Problem requirements: Reproduce only the lines starting at the one containing "Expected: one point per instance of the woman's raised" and ending at the one containing "x=235 y=101", both included, keeping the requests unchanged. Multiply every coordinate in the answers by 2.3 and round to whole numbers, with halves rounded up.

Excerpted records:

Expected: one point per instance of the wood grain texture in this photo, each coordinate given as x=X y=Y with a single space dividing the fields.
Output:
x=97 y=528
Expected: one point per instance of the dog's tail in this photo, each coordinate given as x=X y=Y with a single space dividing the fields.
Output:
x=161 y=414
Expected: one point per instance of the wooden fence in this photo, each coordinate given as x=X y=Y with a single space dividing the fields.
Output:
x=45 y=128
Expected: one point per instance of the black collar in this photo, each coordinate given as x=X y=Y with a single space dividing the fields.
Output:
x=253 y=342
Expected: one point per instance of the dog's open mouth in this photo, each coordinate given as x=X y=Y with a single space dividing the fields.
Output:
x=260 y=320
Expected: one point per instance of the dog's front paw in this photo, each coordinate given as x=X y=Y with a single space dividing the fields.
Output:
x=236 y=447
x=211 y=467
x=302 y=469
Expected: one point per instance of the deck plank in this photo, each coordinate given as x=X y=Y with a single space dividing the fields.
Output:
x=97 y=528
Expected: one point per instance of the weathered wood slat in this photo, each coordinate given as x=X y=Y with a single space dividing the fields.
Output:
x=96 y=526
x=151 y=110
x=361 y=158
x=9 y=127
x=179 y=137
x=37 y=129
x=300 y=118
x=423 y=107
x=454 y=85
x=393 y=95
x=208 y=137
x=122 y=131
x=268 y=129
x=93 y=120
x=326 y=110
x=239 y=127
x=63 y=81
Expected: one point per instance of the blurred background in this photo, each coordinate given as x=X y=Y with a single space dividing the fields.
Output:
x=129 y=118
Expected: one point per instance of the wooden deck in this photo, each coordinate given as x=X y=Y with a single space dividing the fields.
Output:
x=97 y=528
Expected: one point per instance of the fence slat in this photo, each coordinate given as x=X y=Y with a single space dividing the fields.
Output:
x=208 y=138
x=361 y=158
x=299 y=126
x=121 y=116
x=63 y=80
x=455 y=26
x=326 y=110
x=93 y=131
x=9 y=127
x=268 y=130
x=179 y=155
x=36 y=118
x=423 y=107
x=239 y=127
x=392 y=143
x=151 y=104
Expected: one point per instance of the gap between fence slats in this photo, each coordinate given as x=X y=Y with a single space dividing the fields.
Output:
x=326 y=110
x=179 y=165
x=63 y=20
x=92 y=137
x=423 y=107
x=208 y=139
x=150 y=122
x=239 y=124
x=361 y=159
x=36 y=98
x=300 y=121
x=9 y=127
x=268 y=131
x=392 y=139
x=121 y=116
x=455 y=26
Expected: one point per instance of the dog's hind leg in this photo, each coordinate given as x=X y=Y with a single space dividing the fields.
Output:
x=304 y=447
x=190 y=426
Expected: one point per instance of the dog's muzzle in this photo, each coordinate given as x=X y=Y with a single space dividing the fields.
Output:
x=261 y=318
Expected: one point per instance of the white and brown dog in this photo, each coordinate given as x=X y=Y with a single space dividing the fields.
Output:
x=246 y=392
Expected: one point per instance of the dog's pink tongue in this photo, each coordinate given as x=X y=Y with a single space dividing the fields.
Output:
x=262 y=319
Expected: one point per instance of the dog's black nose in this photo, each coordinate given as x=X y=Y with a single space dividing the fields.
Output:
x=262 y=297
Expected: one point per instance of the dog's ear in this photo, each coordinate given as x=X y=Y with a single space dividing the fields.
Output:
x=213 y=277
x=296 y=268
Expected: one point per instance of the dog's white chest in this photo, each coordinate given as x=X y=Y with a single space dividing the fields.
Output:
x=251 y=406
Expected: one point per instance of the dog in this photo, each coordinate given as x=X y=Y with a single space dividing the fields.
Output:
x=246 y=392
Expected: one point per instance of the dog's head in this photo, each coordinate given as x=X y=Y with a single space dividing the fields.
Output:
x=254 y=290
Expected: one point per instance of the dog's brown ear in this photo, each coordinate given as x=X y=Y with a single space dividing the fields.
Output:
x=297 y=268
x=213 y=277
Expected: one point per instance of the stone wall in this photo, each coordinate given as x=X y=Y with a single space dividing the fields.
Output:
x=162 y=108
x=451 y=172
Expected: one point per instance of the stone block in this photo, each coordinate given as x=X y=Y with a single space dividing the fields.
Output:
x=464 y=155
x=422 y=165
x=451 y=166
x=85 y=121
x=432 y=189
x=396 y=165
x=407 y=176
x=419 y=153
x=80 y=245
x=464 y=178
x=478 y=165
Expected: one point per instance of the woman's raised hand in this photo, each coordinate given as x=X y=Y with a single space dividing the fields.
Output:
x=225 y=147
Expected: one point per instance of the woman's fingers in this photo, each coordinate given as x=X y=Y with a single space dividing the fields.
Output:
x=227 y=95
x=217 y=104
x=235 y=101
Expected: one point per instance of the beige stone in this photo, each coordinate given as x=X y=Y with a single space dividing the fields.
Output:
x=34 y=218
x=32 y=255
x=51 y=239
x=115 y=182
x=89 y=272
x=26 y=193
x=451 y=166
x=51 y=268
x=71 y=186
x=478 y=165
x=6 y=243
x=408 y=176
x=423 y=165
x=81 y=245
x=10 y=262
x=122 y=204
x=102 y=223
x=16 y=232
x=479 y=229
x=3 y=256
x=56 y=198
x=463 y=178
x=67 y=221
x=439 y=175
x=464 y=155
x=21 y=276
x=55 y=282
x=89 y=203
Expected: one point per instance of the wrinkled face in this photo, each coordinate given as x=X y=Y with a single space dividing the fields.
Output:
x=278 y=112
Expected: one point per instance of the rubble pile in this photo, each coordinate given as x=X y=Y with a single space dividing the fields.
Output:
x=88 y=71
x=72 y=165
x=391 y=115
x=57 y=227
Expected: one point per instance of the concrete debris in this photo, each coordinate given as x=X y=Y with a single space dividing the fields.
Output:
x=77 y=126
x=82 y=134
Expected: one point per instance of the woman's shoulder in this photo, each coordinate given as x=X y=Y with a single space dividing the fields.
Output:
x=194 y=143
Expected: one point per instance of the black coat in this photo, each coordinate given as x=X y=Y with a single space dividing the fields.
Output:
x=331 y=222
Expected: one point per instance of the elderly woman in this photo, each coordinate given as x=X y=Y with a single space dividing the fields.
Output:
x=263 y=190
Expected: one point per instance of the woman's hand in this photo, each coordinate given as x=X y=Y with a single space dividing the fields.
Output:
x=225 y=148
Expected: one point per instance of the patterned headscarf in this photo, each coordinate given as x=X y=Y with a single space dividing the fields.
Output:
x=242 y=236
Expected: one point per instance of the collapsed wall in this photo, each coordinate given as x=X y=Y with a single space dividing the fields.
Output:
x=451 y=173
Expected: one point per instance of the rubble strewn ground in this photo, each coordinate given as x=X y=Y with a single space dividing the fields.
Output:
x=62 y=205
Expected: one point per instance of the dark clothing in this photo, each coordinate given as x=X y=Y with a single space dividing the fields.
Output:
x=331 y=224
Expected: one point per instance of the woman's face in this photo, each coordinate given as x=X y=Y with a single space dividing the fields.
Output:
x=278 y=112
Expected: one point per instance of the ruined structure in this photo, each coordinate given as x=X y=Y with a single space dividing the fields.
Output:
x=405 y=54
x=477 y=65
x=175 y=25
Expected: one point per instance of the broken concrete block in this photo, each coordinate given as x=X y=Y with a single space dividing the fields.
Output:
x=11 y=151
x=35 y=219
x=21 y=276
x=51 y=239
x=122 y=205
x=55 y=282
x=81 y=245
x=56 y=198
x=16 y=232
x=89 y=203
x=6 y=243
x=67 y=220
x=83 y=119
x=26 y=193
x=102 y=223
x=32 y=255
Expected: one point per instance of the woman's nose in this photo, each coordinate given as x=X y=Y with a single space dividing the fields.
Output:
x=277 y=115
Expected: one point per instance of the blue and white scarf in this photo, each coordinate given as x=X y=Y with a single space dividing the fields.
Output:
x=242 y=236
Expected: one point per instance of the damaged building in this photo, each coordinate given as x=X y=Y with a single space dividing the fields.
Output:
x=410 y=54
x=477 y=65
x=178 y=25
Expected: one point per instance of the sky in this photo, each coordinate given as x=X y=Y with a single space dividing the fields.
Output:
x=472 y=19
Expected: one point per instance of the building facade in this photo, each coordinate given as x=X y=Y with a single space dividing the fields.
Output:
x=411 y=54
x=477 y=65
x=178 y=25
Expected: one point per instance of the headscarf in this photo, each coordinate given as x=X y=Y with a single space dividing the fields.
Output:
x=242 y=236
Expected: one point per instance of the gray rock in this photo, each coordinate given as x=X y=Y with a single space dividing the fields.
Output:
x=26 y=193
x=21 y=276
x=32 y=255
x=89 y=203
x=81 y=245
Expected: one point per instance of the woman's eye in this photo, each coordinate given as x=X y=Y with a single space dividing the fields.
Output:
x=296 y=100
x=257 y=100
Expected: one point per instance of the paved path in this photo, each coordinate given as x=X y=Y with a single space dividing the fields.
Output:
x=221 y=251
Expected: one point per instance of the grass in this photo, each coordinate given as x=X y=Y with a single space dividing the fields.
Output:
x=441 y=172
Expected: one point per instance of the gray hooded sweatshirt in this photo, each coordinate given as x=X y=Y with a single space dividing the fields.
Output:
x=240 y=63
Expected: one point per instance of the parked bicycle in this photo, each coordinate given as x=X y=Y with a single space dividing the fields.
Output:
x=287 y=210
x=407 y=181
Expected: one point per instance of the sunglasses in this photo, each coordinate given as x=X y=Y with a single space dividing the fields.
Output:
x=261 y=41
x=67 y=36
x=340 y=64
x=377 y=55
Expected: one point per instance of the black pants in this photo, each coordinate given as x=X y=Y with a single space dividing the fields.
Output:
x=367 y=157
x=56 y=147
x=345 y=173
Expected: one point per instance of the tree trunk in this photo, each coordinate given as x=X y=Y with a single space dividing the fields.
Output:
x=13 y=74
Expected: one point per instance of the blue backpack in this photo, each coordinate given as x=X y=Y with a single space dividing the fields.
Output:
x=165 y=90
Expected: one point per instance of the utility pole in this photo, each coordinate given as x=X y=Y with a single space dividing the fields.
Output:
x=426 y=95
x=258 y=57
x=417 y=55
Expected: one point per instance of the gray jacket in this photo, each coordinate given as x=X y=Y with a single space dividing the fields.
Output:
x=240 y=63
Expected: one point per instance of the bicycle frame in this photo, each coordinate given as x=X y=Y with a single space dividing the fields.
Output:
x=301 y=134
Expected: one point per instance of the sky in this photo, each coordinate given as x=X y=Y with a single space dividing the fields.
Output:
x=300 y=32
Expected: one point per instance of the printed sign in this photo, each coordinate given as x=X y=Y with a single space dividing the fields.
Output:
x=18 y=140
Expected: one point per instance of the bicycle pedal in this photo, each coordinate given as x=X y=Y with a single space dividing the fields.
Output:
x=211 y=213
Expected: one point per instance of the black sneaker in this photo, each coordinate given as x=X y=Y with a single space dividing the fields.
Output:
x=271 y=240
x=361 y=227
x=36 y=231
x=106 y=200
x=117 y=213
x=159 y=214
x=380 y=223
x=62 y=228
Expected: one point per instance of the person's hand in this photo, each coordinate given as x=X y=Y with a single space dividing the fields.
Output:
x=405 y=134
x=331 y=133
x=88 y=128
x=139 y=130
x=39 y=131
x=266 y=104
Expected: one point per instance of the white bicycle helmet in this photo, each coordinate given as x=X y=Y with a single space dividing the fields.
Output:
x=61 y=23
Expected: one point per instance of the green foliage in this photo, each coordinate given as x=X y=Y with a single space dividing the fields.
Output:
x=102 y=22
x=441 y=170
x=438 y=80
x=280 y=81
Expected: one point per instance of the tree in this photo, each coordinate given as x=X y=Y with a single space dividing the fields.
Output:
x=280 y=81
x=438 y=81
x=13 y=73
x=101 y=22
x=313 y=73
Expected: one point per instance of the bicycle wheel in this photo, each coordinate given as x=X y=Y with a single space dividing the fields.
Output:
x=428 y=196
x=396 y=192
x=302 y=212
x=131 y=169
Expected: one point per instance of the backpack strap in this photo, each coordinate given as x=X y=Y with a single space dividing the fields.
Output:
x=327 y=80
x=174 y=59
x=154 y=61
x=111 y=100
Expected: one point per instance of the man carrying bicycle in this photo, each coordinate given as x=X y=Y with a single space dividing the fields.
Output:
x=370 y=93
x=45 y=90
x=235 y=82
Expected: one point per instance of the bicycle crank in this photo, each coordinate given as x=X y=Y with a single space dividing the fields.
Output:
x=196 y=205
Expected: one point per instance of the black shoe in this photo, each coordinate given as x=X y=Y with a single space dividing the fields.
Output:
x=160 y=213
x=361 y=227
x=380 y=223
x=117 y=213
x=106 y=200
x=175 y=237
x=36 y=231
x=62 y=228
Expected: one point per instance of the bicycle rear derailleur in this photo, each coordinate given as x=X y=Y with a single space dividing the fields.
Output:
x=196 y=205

Response:
Expected: one point per instance of the woman's raised hand in this photo, each coordinate given as x=X y=Y with a single space dividing the fields.
Output:
x=518 y=338
Expected: one point per instance of the woman's fingers in this photo, each coordinate given as x=X y=Y with a single space dividing the fields.
Output:
x=522 y=219
x=499 y=239
x=541 y=232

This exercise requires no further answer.